:: THE TASK ::
In the material below, find every line containing the string "Note" and return it.

:: PROVIDED INFORMATION ::
⟨

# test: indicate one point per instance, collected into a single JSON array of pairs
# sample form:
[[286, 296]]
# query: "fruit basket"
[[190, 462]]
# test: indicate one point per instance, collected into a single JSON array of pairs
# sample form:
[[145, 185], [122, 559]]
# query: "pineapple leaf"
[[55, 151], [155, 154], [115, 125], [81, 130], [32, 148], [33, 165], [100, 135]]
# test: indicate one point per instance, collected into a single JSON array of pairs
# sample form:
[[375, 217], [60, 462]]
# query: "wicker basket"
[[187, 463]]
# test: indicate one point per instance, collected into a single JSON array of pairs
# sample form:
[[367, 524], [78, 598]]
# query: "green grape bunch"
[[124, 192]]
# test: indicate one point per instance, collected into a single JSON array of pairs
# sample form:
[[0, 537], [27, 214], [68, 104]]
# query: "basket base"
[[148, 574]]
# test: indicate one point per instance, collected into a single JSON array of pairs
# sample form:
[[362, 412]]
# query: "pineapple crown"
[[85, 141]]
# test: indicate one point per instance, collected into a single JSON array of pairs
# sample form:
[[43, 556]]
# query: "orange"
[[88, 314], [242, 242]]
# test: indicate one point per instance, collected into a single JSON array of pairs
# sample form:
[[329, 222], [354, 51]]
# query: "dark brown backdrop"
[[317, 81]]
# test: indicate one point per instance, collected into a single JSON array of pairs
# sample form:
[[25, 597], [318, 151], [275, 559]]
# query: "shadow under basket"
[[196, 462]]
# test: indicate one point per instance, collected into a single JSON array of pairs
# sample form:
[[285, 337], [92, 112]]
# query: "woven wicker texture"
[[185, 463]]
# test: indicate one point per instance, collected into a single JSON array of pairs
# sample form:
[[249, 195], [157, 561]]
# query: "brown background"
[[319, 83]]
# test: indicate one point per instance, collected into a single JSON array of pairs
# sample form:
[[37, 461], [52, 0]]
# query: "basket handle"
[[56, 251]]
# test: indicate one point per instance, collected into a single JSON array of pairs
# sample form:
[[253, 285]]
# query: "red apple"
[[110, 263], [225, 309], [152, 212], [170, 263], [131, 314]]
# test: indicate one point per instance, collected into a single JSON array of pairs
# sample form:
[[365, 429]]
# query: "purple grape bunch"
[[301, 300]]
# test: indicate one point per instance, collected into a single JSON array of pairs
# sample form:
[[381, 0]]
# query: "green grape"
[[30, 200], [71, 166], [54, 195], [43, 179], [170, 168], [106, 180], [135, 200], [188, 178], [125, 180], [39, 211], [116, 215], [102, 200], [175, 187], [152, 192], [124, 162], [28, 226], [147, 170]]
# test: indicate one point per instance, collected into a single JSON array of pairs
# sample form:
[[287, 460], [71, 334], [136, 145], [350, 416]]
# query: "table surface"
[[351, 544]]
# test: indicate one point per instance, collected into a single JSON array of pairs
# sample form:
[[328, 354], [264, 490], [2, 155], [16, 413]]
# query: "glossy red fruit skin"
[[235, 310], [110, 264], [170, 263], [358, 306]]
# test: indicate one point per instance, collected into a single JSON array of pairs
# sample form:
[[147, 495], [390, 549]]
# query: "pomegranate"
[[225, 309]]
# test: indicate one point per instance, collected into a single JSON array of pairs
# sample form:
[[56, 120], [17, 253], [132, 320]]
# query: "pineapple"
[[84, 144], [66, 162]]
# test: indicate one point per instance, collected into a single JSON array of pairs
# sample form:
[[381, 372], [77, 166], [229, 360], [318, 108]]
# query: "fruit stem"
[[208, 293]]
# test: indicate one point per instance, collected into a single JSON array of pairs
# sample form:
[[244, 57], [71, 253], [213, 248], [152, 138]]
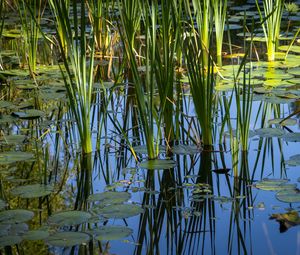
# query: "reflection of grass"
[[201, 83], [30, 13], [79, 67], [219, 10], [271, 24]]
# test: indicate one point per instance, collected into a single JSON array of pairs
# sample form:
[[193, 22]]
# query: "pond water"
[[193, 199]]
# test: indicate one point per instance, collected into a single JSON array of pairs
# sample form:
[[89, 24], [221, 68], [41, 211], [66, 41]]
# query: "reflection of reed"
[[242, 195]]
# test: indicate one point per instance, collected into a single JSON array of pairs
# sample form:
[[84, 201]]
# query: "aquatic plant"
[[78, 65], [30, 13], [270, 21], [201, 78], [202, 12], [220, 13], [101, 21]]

⟩
⟨

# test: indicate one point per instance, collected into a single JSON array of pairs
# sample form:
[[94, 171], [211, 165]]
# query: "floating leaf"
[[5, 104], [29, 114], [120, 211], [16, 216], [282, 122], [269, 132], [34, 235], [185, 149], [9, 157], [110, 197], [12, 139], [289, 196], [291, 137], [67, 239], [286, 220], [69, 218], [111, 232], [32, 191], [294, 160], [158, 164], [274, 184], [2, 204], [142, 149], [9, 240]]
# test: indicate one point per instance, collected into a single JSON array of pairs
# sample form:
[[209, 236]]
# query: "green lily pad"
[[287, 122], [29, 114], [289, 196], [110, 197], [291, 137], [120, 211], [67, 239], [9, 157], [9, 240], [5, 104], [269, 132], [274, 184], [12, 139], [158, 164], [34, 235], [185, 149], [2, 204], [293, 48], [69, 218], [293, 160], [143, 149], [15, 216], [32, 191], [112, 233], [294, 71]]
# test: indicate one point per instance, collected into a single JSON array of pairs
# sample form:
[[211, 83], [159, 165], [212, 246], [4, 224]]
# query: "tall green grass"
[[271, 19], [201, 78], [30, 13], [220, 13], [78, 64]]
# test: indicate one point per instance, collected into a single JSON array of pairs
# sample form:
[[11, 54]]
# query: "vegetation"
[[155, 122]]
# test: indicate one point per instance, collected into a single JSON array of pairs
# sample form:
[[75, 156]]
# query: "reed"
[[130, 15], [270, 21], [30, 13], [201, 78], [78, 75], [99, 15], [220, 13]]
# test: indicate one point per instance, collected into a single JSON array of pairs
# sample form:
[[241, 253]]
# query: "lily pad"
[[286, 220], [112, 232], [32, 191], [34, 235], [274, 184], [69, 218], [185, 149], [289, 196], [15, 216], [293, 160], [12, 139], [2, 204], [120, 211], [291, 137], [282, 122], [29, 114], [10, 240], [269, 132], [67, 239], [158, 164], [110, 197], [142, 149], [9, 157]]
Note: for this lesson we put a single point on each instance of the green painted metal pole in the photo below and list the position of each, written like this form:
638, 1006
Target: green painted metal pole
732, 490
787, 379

⟩
⟨

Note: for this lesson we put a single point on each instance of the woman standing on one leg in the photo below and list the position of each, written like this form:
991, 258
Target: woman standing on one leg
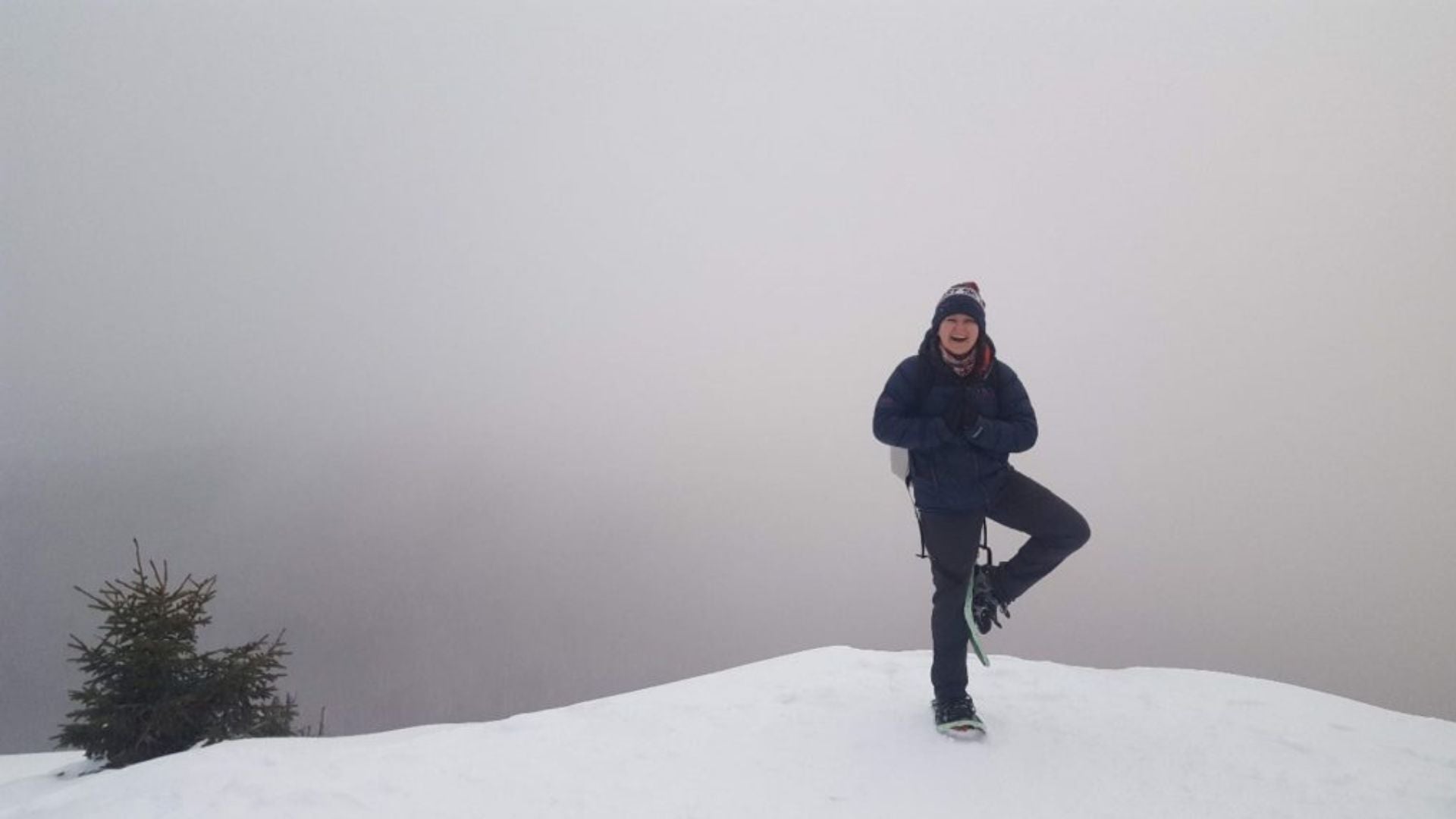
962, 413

⟩

:: SOLUTION FOR THIS PROBLEM ::
Note: for this lesson we put a single point on each instance of the green painted metal pole in the photo below and list the position of each, written like this form:
Note: for this lesson we put a single point on each instance of the woman standing on one leg in the photo below and list the position of each, written like this form:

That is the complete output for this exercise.